▶ **Task description**: Turn the material into a numbered list, leaving out blank lines. Begin at the line that has "Each instance receives one keypoint. Tag the window" and stop after the line that has "<point>124,154</point>".

▶ **Records shown**:
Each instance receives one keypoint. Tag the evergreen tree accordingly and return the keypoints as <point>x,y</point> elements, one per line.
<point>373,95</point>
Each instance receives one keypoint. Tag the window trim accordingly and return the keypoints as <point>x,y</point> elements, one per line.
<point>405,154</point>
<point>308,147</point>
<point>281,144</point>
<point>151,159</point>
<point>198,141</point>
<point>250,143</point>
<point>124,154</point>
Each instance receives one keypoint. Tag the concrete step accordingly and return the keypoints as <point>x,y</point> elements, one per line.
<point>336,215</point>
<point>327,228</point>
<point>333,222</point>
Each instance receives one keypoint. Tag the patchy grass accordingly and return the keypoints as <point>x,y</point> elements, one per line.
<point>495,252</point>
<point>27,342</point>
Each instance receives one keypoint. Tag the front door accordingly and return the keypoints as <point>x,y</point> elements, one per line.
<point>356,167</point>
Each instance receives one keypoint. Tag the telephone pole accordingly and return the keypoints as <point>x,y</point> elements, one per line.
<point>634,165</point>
---
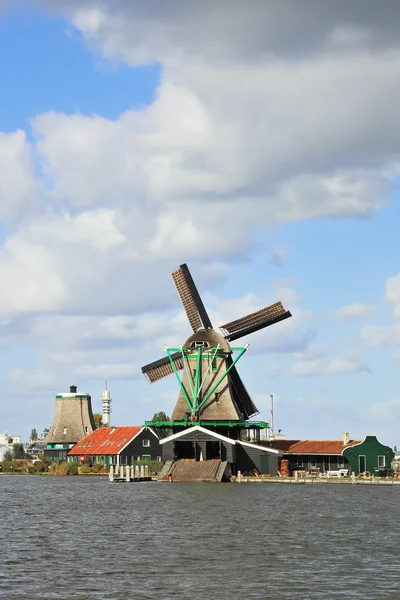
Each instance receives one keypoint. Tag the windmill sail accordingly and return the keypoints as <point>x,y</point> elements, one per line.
---
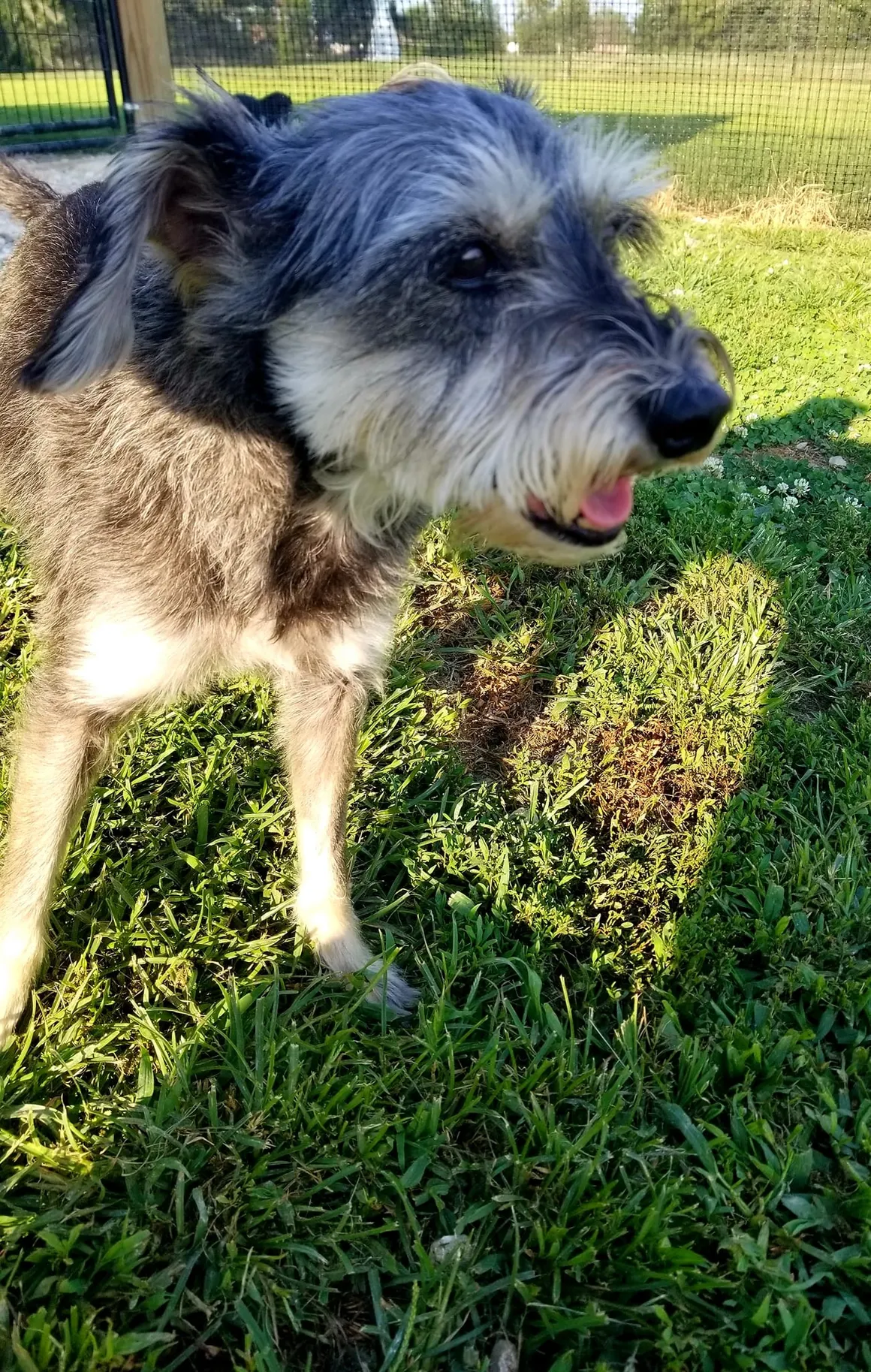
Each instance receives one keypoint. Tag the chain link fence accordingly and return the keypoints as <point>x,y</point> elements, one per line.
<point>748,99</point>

▶ **Expected answer**:
1. Each instance receives one keypoint. Tag the window trim accordingly and return the keypoints as <point>x,y</point> elements, one per line.
2. <point>405,154</point>
3. <point>308,147</point>
4. <point>281,144</point>
5. <point>151,159</point>
6. <point>198,141</point>
7. <point>250,143</point>
8. <point>124,154</point>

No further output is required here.